[Rows taken from a pointing dataset]
___
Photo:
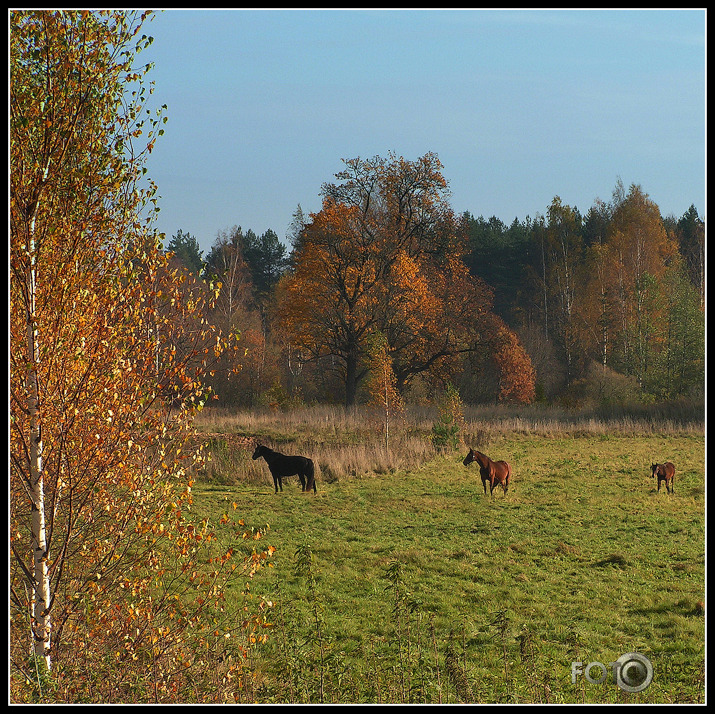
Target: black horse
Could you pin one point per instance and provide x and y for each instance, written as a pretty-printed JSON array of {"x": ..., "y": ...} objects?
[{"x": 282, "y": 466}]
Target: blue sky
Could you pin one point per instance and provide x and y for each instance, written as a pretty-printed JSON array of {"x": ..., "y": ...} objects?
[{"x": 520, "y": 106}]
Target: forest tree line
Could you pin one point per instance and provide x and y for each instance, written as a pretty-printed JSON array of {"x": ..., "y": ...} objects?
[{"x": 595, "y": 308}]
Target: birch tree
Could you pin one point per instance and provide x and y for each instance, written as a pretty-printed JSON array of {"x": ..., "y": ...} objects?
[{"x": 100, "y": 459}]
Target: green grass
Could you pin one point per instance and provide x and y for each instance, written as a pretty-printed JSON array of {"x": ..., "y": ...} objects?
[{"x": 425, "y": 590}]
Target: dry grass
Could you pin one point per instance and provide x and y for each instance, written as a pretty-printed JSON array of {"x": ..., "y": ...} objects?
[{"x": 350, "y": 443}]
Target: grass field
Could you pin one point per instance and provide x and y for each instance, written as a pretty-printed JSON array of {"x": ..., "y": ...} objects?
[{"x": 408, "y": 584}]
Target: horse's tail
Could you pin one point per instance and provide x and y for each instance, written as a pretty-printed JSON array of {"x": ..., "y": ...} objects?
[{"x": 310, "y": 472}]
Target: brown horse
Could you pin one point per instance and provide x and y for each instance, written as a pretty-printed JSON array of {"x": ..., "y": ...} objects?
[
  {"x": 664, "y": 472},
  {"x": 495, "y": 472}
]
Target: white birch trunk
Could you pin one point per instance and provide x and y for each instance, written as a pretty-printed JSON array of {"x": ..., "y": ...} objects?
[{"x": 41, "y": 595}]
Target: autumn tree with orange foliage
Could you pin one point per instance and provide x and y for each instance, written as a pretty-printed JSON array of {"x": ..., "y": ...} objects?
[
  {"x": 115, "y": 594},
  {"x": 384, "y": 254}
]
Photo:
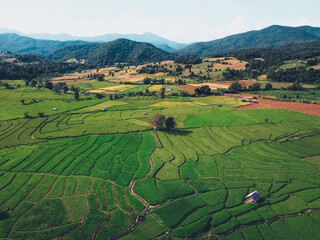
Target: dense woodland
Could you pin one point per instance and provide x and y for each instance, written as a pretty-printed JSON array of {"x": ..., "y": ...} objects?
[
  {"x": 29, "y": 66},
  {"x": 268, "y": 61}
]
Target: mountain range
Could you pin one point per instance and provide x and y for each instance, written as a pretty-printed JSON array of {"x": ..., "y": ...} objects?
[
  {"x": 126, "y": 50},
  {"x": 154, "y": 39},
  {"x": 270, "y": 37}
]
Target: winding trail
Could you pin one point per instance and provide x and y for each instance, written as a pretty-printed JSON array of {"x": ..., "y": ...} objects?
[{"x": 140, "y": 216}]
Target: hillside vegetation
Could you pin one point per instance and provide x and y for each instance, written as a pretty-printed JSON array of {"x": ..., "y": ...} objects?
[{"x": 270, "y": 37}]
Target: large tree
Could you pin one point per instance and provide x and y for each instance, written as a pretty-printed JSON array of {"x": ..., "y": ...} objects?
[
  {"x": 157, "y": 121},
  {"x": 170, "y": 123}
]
___
*Task goal*: Copy out every one of the records above word for word, leaving out the pictures.

*Exercise solution*:
Photo:
Target: black horse
Could you pin one point per instance and provide x and y for each instance, written as a pretty-printed JSON array of {"x": ..., "y": ...} objects?
[{"x": 282, "y": 466}]
Target: blue sky
Could you pin one point per instance and provide x and y for each instance, written as a pretty-printed JSON array of {"x": ..., "y": ...} objects?
[{"x": 520, "y": 106}]
Target: forest tree line
Could you pin one point per instance and provide x and y for each instance, written as a pretty-printed JSON array of {"x": ..., "y": ...} objects?
[{"x": 595, "y": 308}]
Target: birch tree
Could you pin one point per instance and provide x and y for each instance, written as a pretty-printed JSON array of {"x": ..., "y": ...} objects?
[{"x": 100, "y": 459}]
Target: green grass
Could you pin one point per instance and provide x and y for each instance, written as a pretty-printed JSON array of {"x": ..., "y": ...} objects?
[{"x": 425, "y": 590}]
Target: dry grass
Could you pin one point per instance and provide x and y for each instance, written as a pretty-printed JSON array of {"x": ..., "y": ...} objects?
[{"x": 350, "y": 443}]
Target: grass field
Could you pin one point per instance and provide x and y for each instance, written as a pretty-printed JSON array of {"x": ..., "y": ...} objects?
[{"x": 408, "y": 584}]
Target: horse's tail
Could you pin one point per instance and provide x and y for each instance, written as a pretty-printed JSON array of {"x": ..., "y": ...} objects?
[{"x": 310, "y": 472}]
Target: brown horse
Could you pin one point per instance and provide x and y for each instance, written as a pretty-printed JSON array of {"x": ..., "y": ...} objects?
[
  {"x": 664, "y": 472},
  {"x": 495, "y": 472}
]
Target: white birch trunk
Could you pin one point per instance and provide x and y for each instance, written as a pretty-printed JSON array of {"x": ..., "y": ...} objects?
[{"x": 41, "y": 595}]
Target: autumn tree with orange foliage
Could you pin one point per instance and provide x and y for each instance, written as a pretty-printed JSON array of {"x": ..., "y": ...} objects?
[
  {"x": 115, "y": 594},
  {"x": 384, "y": 254}
]
Photo:
Target: dense woodland
Could you pin one point per instance and provide x and y for each instance, written as a pretty-printed JSON array of {"x": ..., "y": ...} objects?
[
  {"x": 29, "y": 66},
  {"x": 268, "y": 61}
]
Target: mountain range
Could you pin one point per instance and provide x and y for each instance, written as a pretty-printed JSON array of {"x": ..., "y": ...} objects?
[
  {"x": 126, "y": 50},
  {"x": 154, "y": 39},
  {"x": 270, "y": 37}
]
Target: winding trail
Could you pin one point per instance and provide x and y for each instance, written as a pretty-printed JSON array of {"x": ..., "y": ...} objects?
[{"x": 140, "y": 216}]
Target: hillside vegetation
Could you pin one point per instance and provide x and y for each instance, written as a pretty-printed JSON array of {"x": ..., "y": ...} objects?
[{"x": 270, "y": 37}]
Target: large tree
Could you pin one point per instance and provide x and y for each instance, written as a pretty-printed JSON array of {"x": ..., "y": ...} objects?
[
  {"x": 157, "y": 121},
  {"x": 170, "y": 123}
]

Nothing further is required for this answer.